== EXERCISE ==
Update the records below by changing every "even-odd" to "nonzero". Reproduce them in full with nothing else altered.

————————

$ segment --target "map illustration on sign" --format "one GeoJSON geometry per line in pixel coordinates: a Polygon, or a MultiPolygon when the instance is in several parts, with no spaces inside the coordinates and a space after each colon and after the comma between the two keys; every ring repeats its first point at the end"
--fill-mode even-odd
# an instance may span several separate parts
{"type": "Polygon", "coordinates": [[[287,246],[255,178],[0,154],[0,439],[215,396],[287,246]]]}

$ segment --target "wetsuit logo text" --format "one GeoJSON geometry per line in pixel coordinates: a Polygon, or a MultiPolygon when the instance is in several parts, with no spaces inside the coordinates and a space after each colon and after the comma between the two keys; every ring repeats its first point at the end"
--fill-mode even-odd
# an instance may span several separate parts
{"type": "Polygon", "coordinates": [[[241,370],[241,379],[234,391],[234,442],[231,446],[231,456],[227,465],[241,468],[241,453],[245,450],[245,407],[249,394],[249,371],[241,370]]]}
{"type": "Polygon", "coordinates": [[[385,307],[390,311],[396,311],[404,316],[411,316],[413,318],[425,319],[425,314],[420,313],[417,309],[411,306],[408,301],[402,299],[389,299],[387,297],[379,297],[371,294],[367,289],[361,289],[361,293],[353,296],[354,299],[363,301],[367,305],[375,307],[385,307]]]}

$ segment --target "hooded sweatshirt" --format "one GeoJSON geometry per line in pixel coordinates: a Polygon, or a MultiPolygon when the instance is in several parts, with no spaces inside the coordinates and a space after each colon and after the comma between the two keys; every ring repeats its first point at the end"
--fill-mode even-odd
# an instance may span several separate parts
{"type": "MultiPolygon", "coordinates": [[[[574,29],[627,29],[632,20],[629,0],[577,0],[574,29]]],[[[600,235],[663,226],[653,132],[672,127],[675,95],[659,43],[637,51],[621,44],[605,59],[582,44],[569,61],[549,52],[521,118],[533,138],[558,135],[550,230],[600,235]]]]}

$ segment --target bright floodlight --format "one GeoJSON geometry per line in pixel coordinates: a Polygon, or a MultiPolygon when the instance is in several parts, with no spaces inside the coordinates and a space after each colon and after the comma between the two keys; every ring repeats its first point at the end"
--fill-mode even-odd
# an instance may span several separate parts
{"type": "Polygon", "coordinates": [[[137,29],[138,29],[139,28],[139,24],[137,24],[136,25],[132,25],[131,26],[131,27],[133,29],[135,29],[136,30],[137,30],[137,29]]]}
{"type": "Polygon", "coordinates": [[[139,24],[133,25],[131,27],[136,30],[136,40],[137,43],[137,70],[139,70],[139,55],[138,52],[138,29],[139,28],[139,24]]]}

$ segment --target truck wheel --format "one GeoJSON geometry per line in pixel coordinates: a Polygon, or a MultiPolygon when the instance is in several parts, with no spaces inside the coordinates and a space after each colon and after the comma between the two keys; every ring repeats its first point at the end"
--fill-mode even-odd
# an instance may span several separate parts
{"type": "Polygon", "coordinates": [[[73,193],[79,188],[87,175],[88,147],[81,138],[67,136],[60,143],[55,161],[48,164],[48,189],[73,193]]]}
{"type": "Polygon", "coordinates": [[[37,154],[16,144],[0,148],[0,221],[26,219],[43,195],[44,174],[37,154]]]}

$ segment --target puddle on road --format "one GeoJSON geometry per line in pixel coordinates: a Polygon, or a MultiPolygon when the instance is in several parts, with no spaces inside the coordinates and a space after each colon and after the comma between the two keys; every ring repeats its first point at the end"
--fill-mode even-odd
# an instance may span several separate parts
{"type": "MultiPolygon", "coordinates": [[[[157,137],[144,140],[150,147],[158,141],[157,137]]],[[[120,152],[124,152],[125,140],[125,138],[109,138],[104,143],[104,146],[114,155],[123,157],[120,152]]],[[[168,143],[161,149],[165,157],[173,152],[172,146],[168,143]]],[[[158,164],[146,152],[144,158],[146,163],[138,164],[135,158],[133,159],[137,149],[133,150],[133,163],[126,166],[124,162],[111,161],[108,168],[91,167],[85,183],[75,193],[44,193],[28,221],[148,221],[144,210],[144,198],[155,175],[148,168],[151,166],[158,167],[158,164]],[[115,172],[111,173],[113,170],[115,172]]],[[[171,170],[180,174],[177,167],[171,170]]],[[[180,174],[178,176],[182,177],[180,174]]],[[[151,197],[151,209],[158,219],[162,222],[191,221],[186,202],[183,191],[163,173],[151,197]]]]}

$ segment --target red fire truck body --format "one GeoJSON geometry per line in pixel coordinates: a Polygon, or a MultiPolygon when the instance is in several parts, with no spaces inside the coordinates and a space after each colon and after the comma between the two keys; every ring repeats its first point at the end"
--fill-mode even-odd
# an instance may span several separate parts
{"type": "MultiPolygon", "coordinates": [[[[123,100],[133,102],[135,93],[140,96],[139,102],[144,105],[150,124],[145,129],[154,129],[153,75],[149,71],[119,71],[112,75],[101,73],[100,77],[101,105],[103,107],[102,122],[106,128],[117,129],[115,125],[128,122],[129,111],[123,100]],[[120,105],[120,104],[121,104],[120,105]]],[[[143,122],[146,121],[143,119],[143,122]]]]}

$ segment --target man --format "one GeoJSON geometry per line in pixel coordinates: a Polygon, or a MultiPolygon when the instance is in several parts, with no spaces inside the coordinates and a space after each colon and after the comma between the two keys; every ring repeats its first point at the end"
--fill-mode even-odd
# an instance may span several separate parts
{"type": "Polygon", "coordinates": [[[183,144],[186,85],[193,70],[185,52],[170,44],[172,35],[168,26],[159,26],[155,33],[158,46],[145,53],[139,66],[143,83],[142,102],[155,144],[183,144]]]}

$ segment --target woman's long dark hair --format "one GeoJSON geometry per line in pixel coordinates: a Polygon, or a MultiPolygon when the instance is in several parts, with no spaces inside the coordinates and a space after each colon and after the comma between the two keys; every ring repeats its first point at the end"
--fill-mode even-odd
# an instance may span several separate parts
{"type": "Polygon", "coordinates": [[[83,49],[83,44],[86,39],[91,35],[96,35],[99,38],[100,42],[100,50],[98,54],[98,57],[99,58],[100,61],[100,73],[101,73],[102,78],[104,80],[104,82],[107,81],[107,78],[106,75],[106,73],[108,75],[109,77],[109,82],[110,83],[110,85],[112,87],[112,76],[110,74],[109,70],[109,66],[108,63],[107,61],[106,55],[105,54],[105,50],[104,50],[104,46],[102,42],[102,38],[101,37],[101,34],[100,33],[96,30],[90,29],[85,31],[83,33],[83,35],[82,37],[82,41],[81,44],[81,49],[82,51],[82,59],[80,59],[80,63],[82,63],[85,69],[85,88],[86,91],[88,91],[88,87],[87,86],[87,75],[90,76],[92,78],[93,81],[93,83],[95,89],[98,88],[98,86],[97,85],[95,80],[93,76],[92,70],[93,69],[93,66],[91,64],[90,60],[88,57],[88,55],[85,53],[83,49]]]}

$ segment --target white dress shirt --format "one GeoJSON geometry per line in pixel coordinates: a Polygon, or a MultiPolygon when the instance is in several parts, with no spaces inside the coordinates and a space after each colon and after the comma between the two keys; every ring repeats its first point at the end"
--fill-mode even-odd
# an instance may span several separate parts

————————

== EXERCISE SOLUTION ==
$ segment --target "map illustration on sign" --format "one GeoJSON geometry per line in pixel coordinates: a Polygon, or a MultiPolygon when the instance is in several parts, with no spaces inside the coordinates and a space after each colon and after the comma between the two keys; every ring repeats its first point at the end"
--fill-mode nonzero
# an instance may span several separate parts
{"type": "Polygon", "coordinates": [[[287,246],[255,178],[0,154],[0,439],[215,396],[287,246]]]}

$ segment --target "wetsuit logo text" --format "one GeoJSON geometry per line in pixel coordinates: a Polygon, or a MultiPolygon when the instance is in several parts, with no spaces inside the coordinates and a space after each colon and after the comma between the two keys; every ring repeats its first point at the end"
--fill-mode nonzero
# an instance may span several separate parts
{"type": "Polygon", "coordinates": [[[241,370],[241,379],[234,391],[234,442],[231,446],[231,456],[227,465],[241,468],[241,453],[245,450],[245,407],[249,394],[249,371],[241,370]]]}
{"type": "Polygon", "coordinates": [[[385,307],[390,311],[396,311],[404,316],[411,316],[413,318],[425,319],[425,314],[420,313],[417,309],[411,306],[408,301],[402,299],[389,299],[387,297],[379,297],[371,294],[367,289],[361,289],[361,293],[353,296],[354,299],[363,301],[367,305],[375,307],[385,307]]]}

$ segment --target "hooded sweatshirt" --format "one GeoJSON geometry per line in pixel coordinates: a Polygon, or a MultiPolygon when the instance is in several parts, with no spaces inside the coordinates and a space after each colon and after the comma between the two keys; every ring repeats its first point at the end"
--fill-mode nonzero
# an instance may span several separate parts
{"type": "MultiPolygon", "coordinates": [[[[574,29],[627,29],[632,20],[629,0],[577,0],[574,29]]],[[[600,235],[663,226],[653,132],[672,127],[675,95],[659,43],[637,51],[621,44],[605,59],[582,44],[569,61],[549,52],[521,118],[533,138],[558,135],[550,230],[600,235]]]]}

$ segment --target bright floodlight --format "one GeoJSON geometry per line in pixel coordinates: a Polygon, or a MultiPolygon when the instance is in several parts, with no spaces inside the coordinates and a space after each colon and after the comma between the two keys; every ring repeats its first point at the end"
--fill-mode nonzero
# an instance may span several separate parts
{"type": "Polygon", "coordinates": [[[137,29],[138,29],[139,28],[139,24],[137,24],[136,25],[132,25],[131,26],[131,27],[133,29],[135,29],[136,30],[137,30],[137,29]]]}
{"type": "Polygon", "coordinates": [[[139,24],[133,25],[131,27],[136,30],[136,40],[137,43],[137,70],[139,70],[139,55],[138,52],[138,29],[139,28],[139,24]]]}

$ segment --target truck wheel --format "one GeoJSON geometry per line in pixel coordinates: a Polygon, or a MultiPolygon when the instance is in several parts, with no spaces inside the coordinates and a space after each colon and after the comma between the two keys; every ring repeats its first point at the end"
--fill-mode nonzero
# an instance may span several separate parts
{"type": "Polygon", "coordinates": [[[73,193],[79,188],[87,175],[88,147],[81,138],[67,136],[60,143],[55,161],[48,164],[48,189],[73,193]]]}
{"type": "Polygon", "coordinates": [[[37,154],[16,144],[0,148],[0,221],[26,219],[43,195],[44,174],[37,154]]]}

$ segment --target puddle on road --format "one GeoJSON geometry per line in pixel coordinates: a Polygon, or a MultiPolygon when the instance is in several parts, with no spaces inside the coordinates and a space after each colon and after the comma between the two keys; every ring repeats its first point at the end"
--fill-mode nonzero
# an instance may span several separate parts
{"type": "MultiPolygon", "coordinates": [[[[157,137],[144,140],[150,147],[158,141],[157,137]]],[[[120,152],[124,152],[125,140],[125,138],[109,138],[104,143],[104,146],[114,155],[123,157],[120,152]]],[[[168,143],[161,149],[165,157],[173,152],[172,146],[168,143]]],[[[158,164],[146,152],[144,158],[146,163],[138,164],[135,158],[133,159],[137,149],[133,150],[133,163],[126,166],[124,162],[111,161],[108,168],[91,167],[85,183],[75,193],[44,193],[28,221],[148,221],[144,210],[144,198],[155,175],[148,168],[151,166],[158,167],[158,164]],[[115,172],[111,173],[113,170],[115,172]]],[[[171,170],[180,174],[177,167],[171,170]]],[[[180,174],[178,176],[182,177],[180,174]]],[[[151,197],[151,209],[158,219],[162,222],[191,221],[186,202],[183,191],[163,173],[151,197]]]]}

$ segment --target red fire truck body --format "one GeoJSON geometry per line in pixel coordinates: a Polygon, or a MultiPolygon when the instance is in several parts, with no spaces inside the coordinates and a space after each colon and after the comma between the two keys; every ring repeats its first point at the end"
--fill-mode nonzero
# an instance may span several separate parts
{"type": "MultiPolygon", "coordinates": [[[[123,100],[133,102],[135,93],[140,96],[139,102],[144,105],[150,124],[145,129],[154,129],[153,75],[149,71],[119,71],[112,75],[101,73],[100,77],[101,105],[103,107],[102,122],[106,128],[117,129],[115,125],[128,122],[129,111],[123,100]],[[120,105],[120,104],[121,104],[120,105]]],[[[143,122],[146,121],[143,119],[143,122]]]]}

$ segment --target man --format "one GeoJSON geometry per line in pixel coordinates: a Polygon, or a MultiPolygon when the instance is in several parts, with no spaces inside the coordinates and a space after each colon and after the comma between the two keys; every ring repeats its first point at the end"
--fill-mode nonzero
# an instance may span several separate parts
{"type": "Polygon", "coordinates": [[[183,144],[186,85],[193,70],[185,52],[170,44],[172,35],[168,26],[159,26],[155,33],[158,46],[145,53],[139,66],[143,83],[142,102],[155,144],[183,144]]]}

$ segment --target woman's long dark hair --format "one GeoJSON geometry per line in pixel coordinates: a Polygon, or a MultiPolygon when the instance is in several parts, with no spaces inside the coordinates and a space after each colon and after the comma between the two keys; every ring repeats its first point at the end"
--fill-mode nonzero
# an instance may span several separate parts
{"type": "Polygon", "coordinates": [[[83,49],[83,44],[86,39],[91,35],[96,35],[99,38],[100,42],[100,50],[98,54],[98,57],[99,58],[100,61],[100,73],[101,73],[102,78],[104,80],[104,82],[107,81],[107,78],[106,75],[106,73],[108,75],[109,77],[109,82],[110,83],[110,85],[112,87],[112,76],[110,74],[109,70],[109,66],[108,63],[107,61],[106,55],[105,54],[105,50],[104,50],[104,46],[102,42],[102,38],[101,37],[101,34],[100,33],[96,30],[90,29],[85,31],[83,33],[83,35],[82,37],[82,41],[81,44],[81,49],[82,51],[82,59],[80,59],[80,63],[82,63],[85,69],[85,88],[86,91],[88,91],[88,87],[87,86],[87,75],[90,76],[92,78],[93,81],[93,83],[95,89],[98,88],[98,86],[97,85],[95,80],[93,76],[92,70],[93,69],[93,66],[91,64],[90,60],[88,57],[88,55],[85,53],[83,49]]]}

$ segment --target white dress shirt --format "one GeoJSON geometry per line in pixel coordinates: a Polygon, or a MultiPolygon when the instance is in several parts, with no spaces inside the coordinates and a space after each colon and after the comma between the two keys; every ring repeats its first point at the end"
--fill-mode nonzero
# an instance may span several separate parts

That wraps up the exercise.